(Work to do): According to the forest restoration passage, what percentage of carbon drawdown potential do natural, diverse forests contribute to?
* Begin Source *
The study authors stress that responsible restoration is a fundamentally social endeavor. It includes countless actions such as conservation, natural regeneration, rewilding, silviculture, agroforestry and all other community-driven efforts to promote biodiversity. It requires equitable development, driven by policies that prioritize the rights of local communities and Indigenous peoples.

“We need to redefine what restoration means to many people,” said Thomas Crowther, senior author of the paper and a professor at ETH Zurich. “Restoration is not about mass tree plantations to offset carbon emissions. Restoration means directing the flow of wealth toward millions of local communities, Indigenous populations and farmers that promote biodiversity across the globe. Only when healthy biodiversity is the preferred choice for local communities will we get long-term carbon capture as a byproduct.”

The researchers conclude that ecologically responsible forest restoration does not include the conversion of other ecosystems that would not naturally contain forests.

“Global restoration is not only about trees,” said Constantin Zohner, a senior researcher at ETH Zurich. “We have to protect natural biodiversity in all ecosystems including grasslands, peatlands and wetlands that are equally essential for life on Earth.”

The new study brings to light the critical importance of natural, diverse forests in contributing to 30% of carbon drawdown potential. However, forests cannot be a substitute for cutting fossil fuel emissions. If emissions continue to rise, the study warns, then ongoing droughts, fires and warming will threaten forests and limit their ability to absorb carbon.

“My biggest fear is that corporations misuse this information as an excuse to avoid cutting fossil fuel emissions. The more we emit, the more we threaten nature and people. There can be no choice between reducing emissions and protecting nature, because we urgently need both. We need nature for climate, and we need climate action for nature,” Crowther said.
* End Source *
* Begin Given information *
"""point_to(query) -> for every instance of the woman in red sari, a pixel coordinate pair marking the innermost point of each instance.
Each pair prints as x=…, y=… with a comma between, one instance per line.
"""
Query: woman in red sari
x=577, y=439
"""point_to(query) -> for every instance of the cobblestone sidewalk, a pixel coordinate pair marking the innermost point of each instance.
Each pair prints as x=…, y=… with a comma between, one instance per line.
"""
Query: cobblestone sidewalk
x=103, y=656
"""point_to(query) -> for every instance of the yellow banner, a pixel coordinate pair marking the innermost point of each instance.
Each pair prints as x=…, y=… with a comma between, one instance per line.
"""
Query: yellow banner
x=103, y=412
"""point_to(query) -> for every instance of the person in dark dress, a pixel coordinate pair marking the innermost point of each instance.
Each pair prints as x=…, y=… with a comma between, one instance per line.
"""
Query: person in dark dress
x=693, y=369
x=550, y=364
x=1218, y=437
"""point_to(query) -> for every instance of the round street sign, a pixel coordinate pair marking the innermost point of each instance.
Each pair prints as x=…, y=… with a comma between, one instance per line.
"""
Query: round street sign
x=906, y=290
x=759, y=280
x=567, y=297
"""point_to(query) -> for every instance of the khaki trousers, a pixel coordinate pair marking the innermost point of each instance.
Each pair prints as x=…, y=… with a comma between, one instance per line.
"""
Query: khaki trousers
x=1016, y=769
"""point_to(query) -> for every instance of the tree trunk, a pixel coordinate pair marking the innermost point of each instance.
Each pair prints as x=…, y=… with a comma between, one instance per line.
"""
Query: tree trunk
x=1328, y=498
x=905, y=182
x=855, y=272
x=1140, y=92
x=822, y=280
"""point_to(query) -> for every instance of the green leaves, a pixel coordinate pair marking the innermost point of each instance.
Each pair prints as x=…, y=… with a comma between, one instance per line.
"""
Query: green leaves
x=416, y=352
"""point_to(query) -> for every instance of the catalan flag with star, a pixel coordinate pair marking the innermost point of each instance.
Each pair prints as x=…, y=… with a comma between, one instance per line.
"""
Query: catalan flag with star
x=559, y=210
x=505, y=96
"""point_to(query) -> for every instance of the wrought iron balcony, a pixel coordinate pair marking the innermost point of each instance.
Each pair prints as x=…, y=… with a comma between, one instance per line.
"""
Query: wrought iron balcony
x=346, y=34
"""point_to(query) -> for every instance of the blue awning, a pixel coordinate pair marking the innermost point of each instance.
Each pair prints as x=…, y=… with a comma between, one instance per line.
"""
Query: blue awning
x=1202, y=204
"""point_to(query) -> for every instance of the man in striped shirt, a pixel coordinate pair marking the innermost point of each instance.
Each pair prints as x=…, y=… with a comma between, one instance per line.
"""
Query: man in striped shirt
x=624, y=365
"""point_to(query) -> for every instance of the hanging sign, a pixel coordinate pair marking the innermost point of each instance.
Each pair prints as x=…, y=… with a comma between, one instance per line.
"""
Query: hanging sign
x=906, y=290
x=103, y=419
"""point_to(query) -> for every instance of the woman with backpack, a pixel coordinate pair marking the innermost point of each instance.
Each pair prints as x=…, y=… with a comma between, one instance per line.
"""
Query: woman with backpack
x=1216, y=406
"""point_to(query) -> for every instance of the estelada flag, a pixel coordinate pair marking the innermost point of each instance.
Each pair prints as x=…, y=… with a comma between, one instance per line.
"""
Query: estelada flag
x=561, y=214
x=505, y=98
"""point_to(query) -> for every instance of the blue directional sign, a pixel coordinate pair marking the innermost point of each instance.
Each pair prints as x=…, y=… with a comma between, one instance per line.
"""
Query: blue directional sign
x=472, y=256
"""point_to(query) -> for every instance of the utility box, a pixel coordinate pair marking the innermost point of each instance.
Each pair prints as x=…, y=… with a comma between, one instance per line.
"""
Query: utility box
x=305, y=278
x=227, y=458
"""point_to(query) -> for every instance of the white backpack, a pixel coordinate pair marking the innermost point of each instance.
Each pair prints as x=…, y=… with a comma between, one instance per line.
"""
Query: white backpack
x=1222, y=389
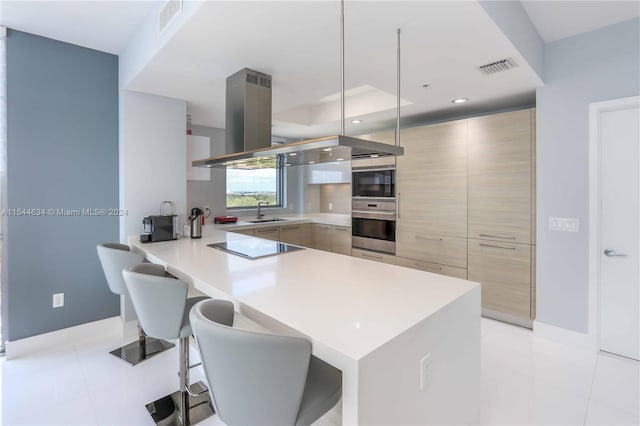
* End Given information *
(Task solution): 30%